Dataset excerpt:
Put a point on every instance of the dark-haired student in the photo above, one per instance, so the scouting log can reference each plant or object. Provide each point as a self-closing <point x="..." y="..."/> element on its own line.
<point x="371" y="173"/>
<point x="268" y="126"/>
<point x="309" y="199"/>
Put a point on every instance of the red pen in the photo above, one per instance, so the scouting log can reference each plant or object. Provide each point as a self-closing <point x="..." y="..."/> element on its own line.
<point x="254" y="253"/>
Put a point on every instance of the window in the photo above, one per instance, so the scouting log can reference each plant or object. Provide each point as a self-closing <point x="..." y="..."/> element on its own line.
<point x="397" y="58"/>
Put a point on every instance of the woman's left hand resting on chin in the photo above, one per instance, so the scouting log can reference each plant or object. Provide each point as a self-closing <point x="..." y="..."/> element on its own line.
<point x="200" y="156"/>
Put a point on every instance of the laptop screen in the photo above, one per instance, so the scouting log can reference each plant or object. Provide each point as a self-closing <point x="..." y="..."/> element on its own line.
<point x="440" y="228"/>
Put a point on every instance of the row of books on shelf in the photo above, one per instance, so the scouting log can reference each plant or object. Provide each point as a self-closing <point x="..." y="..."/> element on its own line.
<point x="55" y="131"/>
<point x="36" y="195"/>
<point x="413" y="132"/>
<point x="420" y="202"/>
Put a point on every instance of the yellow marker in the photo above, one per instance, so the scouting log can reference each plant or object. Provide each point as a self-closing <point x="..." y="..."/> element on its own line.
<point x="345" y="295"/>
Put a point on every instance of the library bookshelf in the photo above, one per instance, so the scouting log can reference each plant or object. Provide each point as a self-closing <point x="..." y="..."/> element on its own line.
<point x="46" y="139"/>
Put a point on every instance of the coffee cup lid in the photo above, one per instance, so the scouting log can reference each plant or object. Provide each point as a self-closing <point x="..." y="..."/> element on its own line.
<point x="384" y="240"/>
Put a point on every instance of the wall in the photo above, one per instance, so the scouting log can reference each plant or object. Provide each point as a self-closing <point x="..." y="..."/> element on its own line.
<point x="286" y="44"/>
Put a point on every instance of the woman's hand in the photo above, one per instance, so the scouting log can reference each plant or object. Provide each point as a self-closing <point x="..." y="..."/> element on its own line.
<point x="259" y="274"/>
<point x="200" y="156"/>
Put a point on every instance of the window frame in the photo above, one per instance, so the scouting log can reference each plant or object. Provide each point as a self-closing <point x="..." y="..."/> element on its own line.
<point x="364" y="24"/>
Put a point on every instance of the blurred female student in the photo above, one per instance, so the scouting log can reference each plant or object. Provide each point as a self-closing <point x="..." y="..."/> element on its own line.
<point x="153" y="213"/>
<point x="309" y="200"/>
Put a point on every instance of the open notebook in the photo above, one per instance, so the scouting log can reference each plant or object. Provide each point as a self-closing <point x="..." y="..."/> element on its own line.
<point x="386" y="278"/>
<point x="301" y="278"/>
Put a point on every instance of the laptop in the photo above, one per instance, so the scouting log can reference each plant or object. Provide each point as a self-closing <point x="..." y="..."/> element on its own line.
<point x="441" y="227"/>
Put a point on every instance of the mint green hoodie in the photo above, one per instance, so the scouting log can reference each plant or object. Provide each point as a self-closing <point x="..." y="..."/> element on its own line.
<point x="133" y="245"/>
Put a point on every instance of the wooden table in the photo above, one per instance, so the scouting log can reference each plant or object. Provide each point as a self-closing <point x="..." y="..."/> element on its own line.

Task prompt – Extract, verbatim, the lines from the one containing "Put a point on every instance of the woman's hand" through the last line of the listing above.

Solution –
Put a point on every instance of the woman's hand in the photo above, one per instance, so the scouting log can reference each plant or object. Provide each point as a self-closing <point x="..." y="..."/> element on its own line.
<point x="259" y="274"/>
<point x="200" y="156"/>
Put a point on every instance of the window frame in the photo above, one per instance, so the scouting log can reference each plant or object. Provide each point as a self-closing <point x="..." y="..."/> element on its own line.
<point x="364" y="24"/>
Put a point on every instance of the blurred female student in the photo above, one per instance, so the scouting log can reference each plant or object. Provide each point as a self-closing <point x="..." y="..."/> element on its own line.
<point x="153" y="213"/>
<point x="309" y="200"/>
Put a point on every instance of the open notebook in the photo above, one per instance, so the scouting log can reference each plant or object. Provide each point as a self-closing <point x="..." y="..."/> element on its own line.
<point x="386" y="278"/>
<point x="301" y="278"/>
Put a point on every instance of the laptop in the photo above, one per instance, so the scouting log can reference each plant or object. Provide each point as a self-closing <point x="..." y="..."/> element on its own line.
<point x="441" y="227"/>
Put a point on every instance of the mint green hoodie in the photo above, one per instance, so the scouting log can reference each plant or object. Provide each point as a self-closing <point x="..." y="..."/> element on its own line.
<point x="133" y="245"/>
Put a point on every instance of the wooden table in the photo above, one per instance, so the scouting log can reference each plant or object. Provide each point as a self-closing <point x="..." y="..."/> element on its own line.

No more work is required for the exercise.